▸ **Given text**:

Creating a Passion Audit

The passion audit reveals the overt and covert tasks that bring meaning to us. It also helps identify which tasks deplete us and if continued doing on a full-time basis, might lead to burnout. The passion audit requires you to develop a document with three columns.

Column 1: List what you are good at

Make a running list of all of the things you are good at, whether or not you enjoy doing them. They could be balancing budgets, writing grants, managing a crisis, overseeing operations, creating slide decks, or developing a sense of community within a department or organization.

Column 2: Consider what you dislike doing

Jot down all of the things you don’t enjoy doing, even if you are good at it. This could be managing people, developing standard operating procedures, writing reports, or grants. There might be items from your first column which will reappear in the second column. This list should include responsibilities that if someone took them away from you, you wouldn’t lose a minute’s sleep over it. You might, in fact, feel a little less stressed.

Column 3: What are your passions?

What are you truly passionate about? List the types of things you would do for free if you could. Perhaps you enjoy producing content on social media, writing articles, or mentoring. Be as specific as you can. If there is a specific group you want to professionally engage with, such as women, first-generation college students or teenagers, write it down.

Ask others what they think you are naturally gifted at. Add those things to column number one and after some reflection, you might find they also belong in column number three.

Consider your current work and imagine how you might be able to re-engineer your responsibilities. Are there obligations you could shed to make room for a new passion project? Is there a committee you could join or a responsibility you could initiate which revolves around one of your passions?

Just spending part of your time doing the things you love, will make the tasks in column number two feel less depleting, especially if it can be maneuvered to support your projects from column three.

We all have tasks and responsibilities that we don’t love to do. However, if we could embed some of our passions into our work, it would help alleviate the feeling of burnout and disengagement. To embrace our passions at work, we must first identify what they are. Conducting a passion audit is a critical first step.

(Region labeling entries)

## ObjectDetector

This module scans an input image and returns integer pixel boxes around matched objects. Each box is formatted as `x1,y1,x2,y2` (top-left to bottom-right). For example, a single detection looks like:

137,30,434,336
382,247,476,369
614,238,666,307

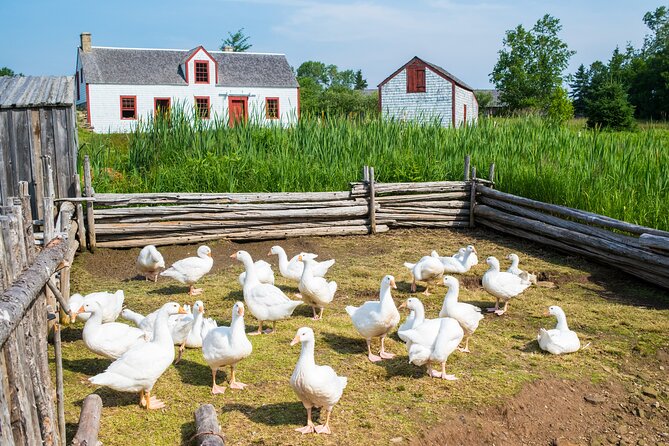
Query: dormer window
195,61,209,84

▸ **Stated problem 1**:
Reproduce the passion audit text between "The passion audit reveals" and "with three columns.", inclusive.
▸ **Stated problem 2**:
In the passion audit text, what should be listed in the third column?
These entries were drawn from a source separate from the passion audit text.

▸ **Task result 1**:
The passion audit reveals the overt and covert tasks that bring meaning to us. It also helps identify which tasks deplete us and if continued doing on a full-time basis, might lead to burnout. The passion audit requires you to develop a document with three columns.

▸ **Task result 2**:
The types of things you would do for free if you could.